What you need to do:
• 1. Using the Amwano biography, explain how Amwano's parliamentary career began in 1998 and why the seat he won was available.
• 2. Gather every line of the entries that contains the string "brick" and copy each one in full. Case counts.
Start of Passage shown
Aloysius Arabao Iyomogo Edrick Amwano (also called Ali Amwano; born 21 June 1955) is a Nauruan politician.

Successive reversals of electoral fortune

Amwano started his parliamentary career in 1998, when he won a vacated seat in a by-election for the Ubenide Constituency following the resignation of former president Lagumot Harris.

2000, 2001 & 2003 polls

In the 2000 general elections he was re-elected; during a political crisis in 2001 all four Ubenide members lost their seats in parliament, but along with two colleagues Amwano subsequently regained the seat in the following by-election. He was the Speaker of the Parliament of Nauru from 29 March 2001 to 30 March 2001. He served as Minister of Finance in the cabinets of René Harris between 2001 and 2003. After the 2003 general elections he lost his seat to Fabian Ribauw.
End of Passage shown
Start of Provided data
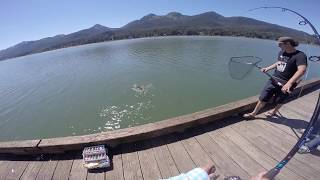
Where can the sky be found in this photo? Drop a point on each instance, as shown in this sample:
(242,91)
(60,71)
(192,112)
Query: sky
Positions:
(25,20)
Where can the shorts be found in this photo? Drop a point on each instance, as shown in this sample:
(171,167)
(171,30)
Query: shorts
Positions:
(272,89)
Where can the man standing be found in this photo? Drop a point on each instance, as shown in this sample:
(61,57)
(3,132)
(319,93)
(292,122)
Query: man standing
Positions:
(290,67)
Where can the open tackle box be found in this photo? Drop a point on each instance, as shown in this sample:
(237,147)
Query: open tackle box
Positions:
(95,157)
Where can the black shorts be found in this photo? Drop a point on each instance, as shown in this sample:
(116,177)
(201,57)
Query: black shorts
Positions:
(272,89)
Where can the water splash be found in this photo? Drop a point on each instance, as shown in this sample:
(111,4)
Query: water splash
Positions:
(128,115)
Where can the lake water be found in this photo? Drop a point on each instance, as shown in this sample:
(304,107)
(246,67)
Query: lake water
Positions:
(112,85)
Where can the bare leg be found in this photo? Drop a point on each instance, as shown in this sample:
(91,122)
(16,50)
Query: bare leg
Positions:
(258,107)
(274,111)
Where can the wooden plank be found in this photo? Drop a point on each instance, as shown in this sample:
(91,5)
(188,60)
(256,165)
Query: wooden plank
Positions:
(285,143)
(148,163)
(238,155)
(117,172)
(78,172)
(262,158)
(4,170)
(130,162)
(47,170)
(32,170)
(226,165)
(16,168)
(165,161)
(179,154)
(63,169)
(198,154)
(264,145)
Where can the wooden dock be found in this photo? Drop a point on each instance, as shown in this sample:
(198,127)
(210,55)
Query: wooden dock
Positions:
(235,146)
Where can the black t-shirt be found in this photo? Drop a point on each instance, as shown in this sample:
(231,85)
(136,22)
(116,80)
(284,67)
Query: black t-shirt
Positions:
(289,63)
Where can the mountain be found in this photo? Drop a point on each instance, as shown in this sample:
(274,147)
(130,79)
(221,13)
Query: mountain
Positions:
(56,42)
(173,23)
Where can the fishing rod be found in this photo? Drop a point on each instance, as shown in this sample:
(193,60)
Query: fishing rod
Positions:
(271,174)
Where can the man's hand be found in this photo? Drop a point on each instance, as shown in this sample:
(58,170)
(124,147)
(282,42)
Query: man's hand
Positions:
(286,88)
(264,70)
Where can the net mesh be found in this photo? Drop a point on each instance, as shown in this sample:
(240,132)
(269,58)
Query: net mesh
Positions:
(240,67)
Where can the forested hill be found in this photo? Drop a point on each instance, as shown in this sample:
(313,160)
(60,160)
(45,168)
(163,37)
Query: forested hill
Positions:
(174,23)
End of Provided data
Start of Provided data
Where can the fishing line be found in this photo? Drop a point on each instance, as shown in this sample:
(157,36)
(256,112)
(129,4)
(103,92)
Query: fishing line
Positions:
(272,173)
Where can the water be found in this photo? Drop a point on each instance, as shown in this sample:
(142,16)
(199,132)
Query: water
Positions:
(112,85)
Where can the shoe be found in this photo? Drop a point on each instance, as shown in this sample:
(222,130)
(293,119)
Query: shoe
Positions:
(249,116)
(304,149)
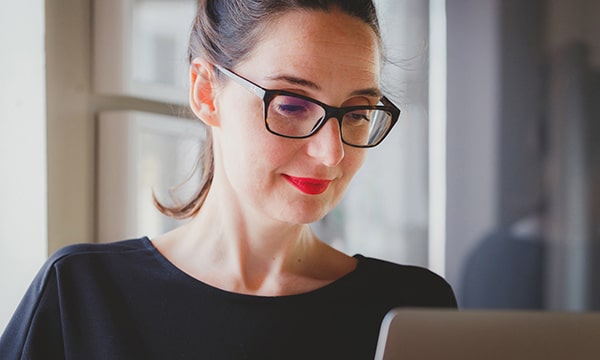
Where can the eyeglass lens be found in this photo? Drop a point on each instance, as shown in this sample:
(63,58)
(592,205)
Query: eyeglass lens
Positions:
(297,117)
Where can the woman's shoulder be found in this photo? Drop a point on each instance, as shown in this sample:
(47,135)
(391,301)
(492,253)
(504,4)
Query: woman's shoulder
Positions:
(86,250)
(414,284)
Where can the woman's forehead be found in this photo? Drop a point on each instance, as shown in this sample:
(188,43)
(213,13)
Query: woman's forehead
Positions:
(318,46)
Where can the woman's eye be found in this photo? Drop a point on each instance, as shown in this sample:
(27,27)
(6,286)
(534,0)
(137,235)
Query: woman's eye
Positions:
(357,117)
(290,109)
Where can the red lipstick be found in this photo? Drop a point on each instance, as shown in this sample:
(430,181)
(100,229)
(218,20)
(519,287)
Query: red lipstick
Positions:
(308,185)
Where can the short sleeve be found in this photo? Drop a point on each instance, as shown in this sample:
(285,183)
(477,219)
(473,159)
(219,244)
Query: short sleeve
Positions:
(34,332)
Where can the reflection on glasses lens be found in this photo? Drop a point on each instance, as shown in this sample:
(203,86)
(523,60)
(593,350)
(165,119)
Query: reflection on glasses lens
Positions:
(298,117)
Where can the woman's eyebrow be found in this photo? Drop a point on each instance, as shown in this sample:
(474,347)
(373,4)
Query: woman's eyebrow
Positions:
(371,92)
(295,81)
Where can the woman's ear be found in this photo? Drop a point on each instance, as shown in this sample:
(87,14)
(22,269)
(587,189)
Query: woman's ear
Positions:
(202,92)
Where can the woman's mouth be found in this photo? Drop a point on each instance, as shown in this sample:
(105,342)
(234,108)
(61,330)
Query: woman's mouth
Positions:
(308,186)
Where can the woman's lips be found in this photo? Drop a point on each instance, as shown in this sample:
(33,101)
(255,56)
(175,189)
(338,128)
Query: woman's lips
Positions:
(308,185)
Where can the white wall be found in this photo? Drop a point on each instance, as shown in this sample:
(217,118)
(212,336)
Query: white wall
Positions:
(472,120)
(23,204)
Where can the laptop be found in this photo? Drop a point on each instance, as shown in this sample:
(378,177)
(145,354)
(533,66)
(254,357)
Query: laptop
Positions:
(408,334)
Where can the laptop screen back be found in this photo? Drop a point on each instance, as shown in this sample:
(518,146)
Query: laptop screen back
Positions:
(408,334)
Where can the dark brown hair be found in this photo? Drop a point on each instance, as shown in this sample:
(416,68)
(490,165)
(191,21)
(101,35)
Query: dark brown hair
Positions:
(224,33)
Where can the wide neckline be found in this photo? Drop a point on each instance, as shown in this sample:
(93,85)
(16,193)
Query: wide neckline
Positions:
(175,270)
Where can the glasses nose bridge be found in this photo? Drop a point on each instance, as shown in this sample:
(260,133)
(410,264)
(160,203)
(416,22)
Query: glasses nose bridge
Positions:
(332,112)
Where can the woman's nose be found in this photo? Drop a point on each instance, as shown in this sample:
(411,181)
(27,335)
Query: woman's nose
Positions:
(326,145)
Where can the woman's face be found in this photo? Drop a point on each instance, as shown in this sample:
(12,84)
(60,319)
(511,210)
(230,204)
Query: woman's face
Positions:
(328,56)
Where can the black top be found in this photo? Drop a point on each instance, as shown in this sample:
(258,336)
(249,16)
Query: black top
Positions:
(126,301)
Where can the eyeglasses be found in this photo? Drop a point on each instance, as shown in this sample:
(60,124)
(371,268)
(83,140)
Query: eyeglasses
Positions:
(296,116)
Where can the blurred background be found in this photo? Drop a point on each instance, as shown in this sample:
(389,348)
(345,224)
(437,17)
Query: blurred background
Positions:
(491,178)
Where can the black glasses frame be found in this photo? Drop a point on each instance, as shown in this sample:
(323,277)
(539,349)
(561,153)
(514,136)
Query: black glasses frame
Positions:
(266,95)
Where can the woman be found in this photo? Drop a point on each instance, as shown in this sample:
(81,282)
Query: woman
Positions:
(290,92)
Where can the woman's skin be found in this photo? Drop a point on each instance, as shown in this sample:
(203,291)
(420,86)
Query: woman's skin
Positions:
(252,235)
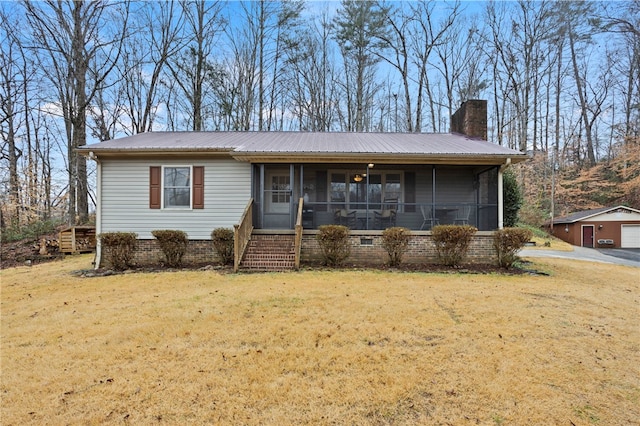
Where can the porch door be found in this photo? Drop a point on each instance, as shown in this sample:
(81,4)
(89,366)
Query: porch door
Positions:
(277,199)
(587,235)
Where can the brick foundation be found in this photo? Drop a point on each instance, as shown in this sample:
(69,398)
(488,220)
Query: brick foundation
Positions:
End of Provided data
Answers for the tasks:
• 1. Amwano began his parliamentary career by winning a by-election for the Ubenide Constituency in 1998. The seat was open because former president Lagumot Harris had resigned.

• 2.
Where can the brick foundation be found in this photo? Drop a point on each instance, as shown in this sample:
Query: brick foundation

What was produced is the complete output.